- Exercise objective
Write out every line of the material below again, requests included, and shift each x and y coordinate in the answers up by 28.

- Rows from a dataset
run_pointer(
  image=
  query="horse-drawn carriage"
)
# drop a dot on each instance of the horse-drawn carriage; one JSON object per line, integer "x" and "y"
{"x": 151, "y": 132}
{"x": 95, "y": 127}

- Problem solution
run_pointer(
  image=
  query="horse-drawn carriage"
)
# drop a dot on each instance of the horse-drawn carriage; one JSON object per line, integer "x" and "y"
{"x": 179, "y": 160}
{"x": 123, "y": 155}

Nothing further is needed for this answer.